Extrait présenté
───

En 1383, c’est un Berthelot Fabre qui présente Foi et Hommage pour le fief et seigneurie de Terre-Neuve au titre de sa femme Jeanne, fille de Jean de Chaumont. Je n’ai pas trouvé le lien expliquant cette présence.

La famille de Refuge-Villebresme :

Jean de Refuge, appartenant à une famille originaire de Bretagne, épouse Jeanne de Faverois qui hérite en 1438 de la seigneurie de Fougères. Elle est la fille de Renaud de Faverois, maître des Eaux et Forêts de Blois. Lui est Général des Aides, puis des Finances, du duc d’Orléans, frère de Charles VI.

Leur fils, Pierre de Refuge sera autorisé par Louis XI à reconstruire le château de Fougères dévasté par la guerre de Cent Ans. Il est lui aussi Général des Finances, gouverneur d’Asti au Piemont, etc.

Parmi ses enfants, deux sont liés à notre étude.

- Marie qui épouse en secondes noces, Jean Potin ( d’autres sources donnent une Anne ). 

Ainsi en 1532, nous trouvons leur fils Méry Potin, seigneur de Mauléon, homme d’armes de la compagnie de Mgr de Nevers, prêtant Foi et Hommage pour Terre-Neuve.

- Jeanne qui épouse Jean de Villebresme, seigneur de Fougeres et de Boissay.

Les Villebresme sont une famille de grands notables blésois. Ils possèdent l’hôtel de Villebresme à Blois, appelé la Maison de Denis Papin, rue Pierre de Blois.

Ce Jean est conseiller du duc d’Alencon et gouverneur de Rodez.

C’est lui qui achète la seigneurie de Roujou en 1528 à Jacques de Pas de Feuquieres.

Le Roujou dont dépend Terre-Neuve appartenait au XIe siècle à la famille Frangal, comme Fougeres. Puis la terre de Roujou fut éclatée en plusieurs fiefs. Ils furent à nouveau rassemblés vers 1450 par Guillaume de Paris.

Jean de Villebresme va agrandir le château du Roujou.

Et nous trouvons en 1573, un Pierre de Villebresme, seigneur du Roujou et de Terre-Neuve, qui prête Foi et Hommage au seigneur de St.Aignan pour le fief du Petit Combloux, situé à Terre-Neuve

Nous aurons, au titre des  Villebresme, un dernier Foi et Hommage pour Terre-Neuve et le Petit Combloux, qui vient de lui être réuni car les «  bâtiments sont tombés en ruines », en 1594. Il sera prononcé par Simon Riolle, Lieutenant Général du Baillage et Praésidial de Blois, au titre de sa femme Louise de Villebresme et comme procureur de Jacques de Villebresme.

Ce qu’il subsistait de la seigneurie de Fougeres sera vendue au marquis d’Effiat en 1686.



La famille de Maillé-Brézé :

La famille de Maillé tire son nom du lieu de Maillé, aujourd’hui Luynes en Indre et Loire. Une alliance leur fera accoler le nom de Brézé. C’est une des plus importantes familles nobles de Touraine dont plusieurs membres occuperont des fonctions importantes.

───

Enregistrements fournis
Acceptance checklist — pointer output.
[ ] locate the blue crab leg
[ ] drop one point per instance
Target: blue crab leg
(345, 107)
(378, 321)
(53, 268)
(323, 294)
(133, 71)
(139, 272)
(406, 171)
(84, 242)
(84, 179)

───

Travail à réaliser
Répondez à ces questions d'après l'extrait présenté :
1. En quelle année Berthelot Fabre présente-t-il Foi et Hommage pour le fief et seigneurie de Terre-Neuve ?
2. À qui Jean de Villebresme achète-t-il la seigneurie de Roujou en 1528 ?
3. À qui ce qui subsistait de la seigneurie de Fougeres est-il vendu en 1686 ?
Les enregistrements proviennent d'une autre source que l'extrait présenté.

Solution proposée
1. En 1383.
2. À Jacques de Pas de Feuquieres.
3. Au marquis d'Effiat.